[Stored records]
________

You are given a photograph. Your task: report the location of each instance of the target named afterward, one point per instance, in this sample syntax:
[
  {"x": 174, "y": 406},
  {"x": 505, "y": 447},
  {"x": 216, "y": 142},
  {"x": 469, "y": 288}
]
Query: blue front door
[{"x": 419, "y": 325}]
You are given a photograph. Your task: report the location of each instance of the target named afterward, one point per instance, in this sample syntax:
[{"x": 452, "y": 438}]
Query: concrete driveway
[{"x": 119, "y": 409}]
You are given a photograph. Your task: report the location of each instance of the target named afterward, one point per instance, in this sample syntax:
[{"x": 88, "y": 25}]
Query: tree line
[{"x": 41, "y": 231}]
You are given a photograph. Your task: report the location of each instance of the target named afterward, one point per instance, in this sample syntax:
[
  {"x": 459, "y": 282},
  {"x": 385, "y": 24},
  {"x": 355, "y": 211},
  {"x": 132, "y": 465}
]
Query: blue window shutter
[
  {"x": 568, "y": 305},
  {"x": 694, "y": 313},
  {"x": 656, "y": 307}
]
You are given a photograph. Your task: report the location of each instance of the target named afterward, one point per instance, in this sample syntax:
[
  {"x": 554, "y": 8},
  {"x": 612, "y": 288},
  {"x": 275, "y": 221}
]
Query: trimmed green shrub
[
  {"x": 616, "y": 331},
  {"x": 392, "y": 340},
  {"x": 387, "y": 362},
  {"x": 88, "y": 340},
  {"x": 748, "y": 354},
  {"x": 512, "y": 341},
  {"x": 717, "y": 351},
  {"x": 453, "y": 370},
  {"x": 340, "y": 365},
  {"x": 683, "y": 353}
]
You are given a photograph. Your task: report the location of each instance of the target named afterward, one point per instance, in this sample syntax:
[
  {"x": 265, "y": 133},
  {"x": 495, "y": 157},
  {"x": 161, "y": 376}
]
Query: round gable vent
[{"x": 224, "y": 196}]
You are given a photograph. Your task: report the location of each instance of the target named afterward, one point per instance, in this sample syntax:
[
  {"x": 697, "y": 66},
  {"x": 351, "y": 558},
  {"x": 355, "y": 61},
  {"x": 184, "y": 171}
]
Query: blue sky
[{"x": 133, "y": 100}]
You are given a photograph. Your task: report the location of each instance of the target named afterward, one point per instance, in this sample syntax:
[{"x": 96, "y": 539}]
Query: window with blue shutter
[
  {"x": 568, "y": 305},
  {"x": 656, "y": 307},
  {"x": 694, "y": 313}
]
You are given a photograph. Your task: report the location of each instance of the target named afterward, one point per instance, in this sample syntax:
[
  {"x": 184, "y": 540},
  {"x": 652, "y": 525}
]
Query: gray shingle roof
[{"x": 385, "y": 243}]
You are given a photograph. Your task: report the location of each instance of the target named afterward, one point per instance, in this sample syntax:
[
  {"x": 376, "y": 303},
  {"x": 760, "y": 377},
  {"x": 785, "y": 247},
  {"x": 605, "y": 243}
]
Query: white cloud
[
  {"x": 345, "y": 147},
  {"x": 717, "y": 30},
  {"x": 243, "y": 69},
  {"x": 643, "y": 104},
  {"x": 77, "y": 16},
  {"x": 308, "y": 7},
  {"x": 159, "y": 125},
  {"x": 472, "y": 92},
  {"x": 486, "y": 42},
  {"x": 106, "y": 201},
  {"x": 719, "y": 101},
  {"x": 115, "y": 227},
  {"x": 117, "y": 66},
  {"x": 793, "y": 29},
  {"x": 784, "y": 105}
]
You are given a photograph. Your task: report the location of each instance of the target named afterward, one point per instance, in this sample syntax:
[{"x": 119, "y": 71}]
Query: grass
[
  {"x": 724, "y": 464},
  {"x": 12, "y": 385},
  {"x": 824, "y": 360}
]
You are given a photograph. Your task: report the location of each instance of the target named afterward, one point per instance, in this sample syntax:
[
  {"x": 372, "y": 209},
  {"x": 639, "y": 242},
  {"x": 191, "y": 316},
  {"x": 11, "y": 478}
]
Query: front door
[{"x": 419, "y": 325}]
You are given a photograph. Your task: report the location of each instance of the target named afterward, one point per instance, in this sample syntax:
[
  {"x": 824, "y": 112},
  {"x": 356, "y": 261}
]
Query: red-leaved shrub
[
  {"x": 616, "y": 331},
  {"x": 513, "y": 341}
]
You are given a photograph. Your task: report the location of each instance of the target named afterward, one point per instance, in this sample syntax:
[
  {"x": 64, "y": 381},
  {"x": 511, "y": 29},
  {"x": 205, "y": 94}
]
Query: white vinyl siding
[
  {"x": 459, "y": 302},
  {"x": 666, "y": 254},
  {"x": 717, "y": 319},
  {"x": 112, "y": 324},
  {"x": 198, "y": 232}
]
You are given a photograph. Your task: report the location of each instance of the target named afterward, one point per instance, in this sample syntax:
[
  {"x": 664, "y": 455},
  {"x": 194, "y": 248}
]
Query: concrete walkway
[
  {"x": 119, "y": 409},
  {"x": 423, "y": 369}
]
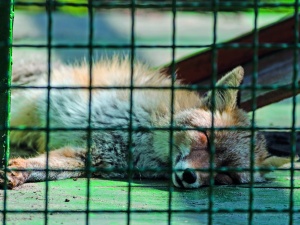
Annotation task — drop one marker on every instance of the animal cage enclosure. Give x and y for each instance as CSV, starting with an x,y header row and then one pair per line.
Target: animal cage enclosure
x,y
258,52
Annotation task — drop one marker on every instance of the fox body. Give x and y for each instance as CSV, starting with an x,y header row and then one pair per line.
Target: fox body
x,y
92,127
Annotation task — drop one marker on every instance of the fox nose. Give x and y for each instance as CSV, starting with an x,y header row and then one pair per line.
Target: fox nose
x,y
189,176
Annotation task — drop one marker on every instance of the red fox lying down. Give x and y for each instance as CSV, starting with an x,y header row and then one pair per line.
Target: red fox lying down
x,y
110,108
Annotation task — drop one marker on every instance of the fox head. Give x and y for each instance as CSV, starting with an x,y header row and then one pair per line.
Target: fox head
x,y
232,148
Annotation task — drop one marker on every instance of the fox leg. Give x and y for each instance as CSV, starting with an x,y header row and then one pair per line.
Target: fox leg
x,y
66,159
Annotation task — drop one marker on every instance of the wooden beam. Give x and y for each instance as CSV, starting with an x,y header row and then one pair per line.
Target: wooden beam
x,y
198,67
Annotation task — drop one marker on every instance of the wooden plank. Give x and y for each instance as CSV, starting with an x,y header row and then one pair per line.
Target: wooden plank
x,y
198,67
273,70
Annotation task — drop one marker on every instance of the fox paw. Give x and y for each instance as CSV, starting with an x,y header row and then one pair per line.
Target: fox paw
x,y
14,178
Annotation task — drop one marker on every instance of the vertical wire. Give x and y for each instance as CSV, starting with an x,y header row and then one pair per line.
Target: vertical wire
x,y
293,128
130,128
6,70
49,7
89,131
171,137
213,108
253,125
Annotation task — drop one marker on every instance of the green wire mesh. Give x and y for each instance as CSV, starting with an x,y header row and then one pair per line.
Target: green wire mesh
x,y
6,15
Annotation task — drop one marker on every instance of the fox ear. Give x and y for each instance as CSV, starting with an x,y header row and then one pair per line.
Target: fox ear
x,y
225,99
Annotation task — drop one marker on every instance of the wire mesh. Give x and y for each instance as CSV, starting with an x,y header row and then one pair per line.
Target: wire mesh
x,y
172,6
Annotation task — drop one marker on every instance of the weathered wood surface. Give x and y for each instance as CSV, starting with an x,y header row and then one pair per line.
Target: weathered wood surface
x,y
275,67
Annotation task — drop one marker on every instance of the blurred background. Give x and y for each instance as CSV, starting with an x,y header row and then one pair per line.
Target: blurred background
x,y
153,32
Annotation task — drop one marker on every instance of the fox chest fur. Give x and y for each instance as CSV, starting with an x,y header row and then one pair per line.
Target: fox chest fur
x,y
118,117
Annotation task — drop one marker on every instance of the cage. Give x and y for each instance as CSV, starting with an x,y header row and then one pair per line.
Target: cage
x,y
194,41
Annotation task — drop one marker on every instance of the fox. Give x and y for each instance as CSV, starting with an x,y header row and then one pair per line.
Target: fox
x,y
118,120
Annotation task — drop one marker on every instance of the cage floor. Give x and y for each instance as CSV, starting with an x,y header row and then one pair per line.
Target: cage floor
x,y
111,197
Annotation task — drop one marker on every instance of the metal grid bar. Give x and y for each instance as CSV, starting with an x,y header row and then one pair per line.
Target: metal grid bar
x,y
6,25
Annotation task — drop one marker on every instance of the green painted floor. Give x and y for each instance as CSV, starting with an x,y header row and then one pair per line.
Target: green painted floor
x,y
112,196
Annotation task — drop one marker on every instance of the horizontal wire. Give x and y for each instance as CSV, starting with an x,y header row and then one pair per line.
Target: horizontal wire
x,y
282,45
193,87
158,5
162,169
214,210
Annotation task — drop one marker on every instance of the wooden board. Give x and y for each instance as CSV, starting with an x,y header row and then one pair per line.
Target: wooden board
x,y
275,64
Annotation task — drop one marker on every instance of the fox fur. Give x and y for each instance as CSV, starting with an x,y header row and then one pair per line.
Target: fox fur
x,y
72,110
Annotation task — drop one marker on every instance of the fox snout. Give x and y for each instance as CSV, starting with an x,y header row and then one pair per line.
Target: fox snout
x,y
188,172
188,167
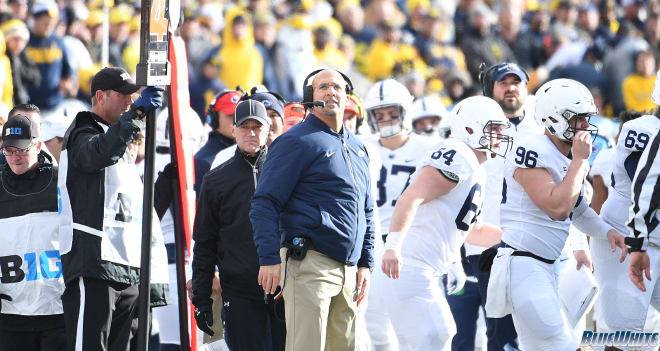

________

What the task requires: Start with the line that holds "of the cage." and retype each line through the last one in the data, exactly and without pictures.

Response box:
Annotation task — drop one marker on every instance of the cage. Give x and y for each instance as CSV, starting with an x,y header row and then one pair per line.
Target: cage
x,y
194,41
Annotation task — drop one marker on every instance of the fox. Give x and y for each instance as CSV, starting with an x,y header row and then one pair per line.
Target: fox
x,y
118,120
Annotation task — drop one marker on every instance of the cage floor. Give x and y for each instance as CSV, starting with an x,y header row and then one pair per line.
Target: cage floor
x,y
111,197
Annotation task — drop one marker on every instance of the metal grid bar. Give x and y for each instance as CSV, starting with an x,y header row and then one pair per line.
Target: metal grid bar
x,y
6,25
Annotation task — drop one marker on every instance of the green painted floor. Give x and y for each instance as CSV, starting with an x,y header row and then one pair per line.
Target: green painted floor
x,y
112,196
Annotation task — drop one marker on every instance of the horizontal wire. Give x and y for each instance as CSV, starting with an x,y header row and then one pair per line.
Target: horizontal wire
x,y
282,45
193,87
158,5
162,169
214,210
Annotation task — drop one marker on every instance of the wooden board. Give x and y for each instance as CSV, starting with an x,y header row and then one pair per line.
Target: wooden board
x,y
275,64
Annotation task — drop one marker on every instance of the fox fur. Give x and y for each instance as CSV, starting with an x,y header row and then one pair per line.
Target: fox fur
x,y
72,110
Annotation task — drop one marker on every instance of the fox snout. Give x and y for each instance as CSV, starting with an x,y header row and then one pair per line.
Target: fox snout
x,y
188,172
188,167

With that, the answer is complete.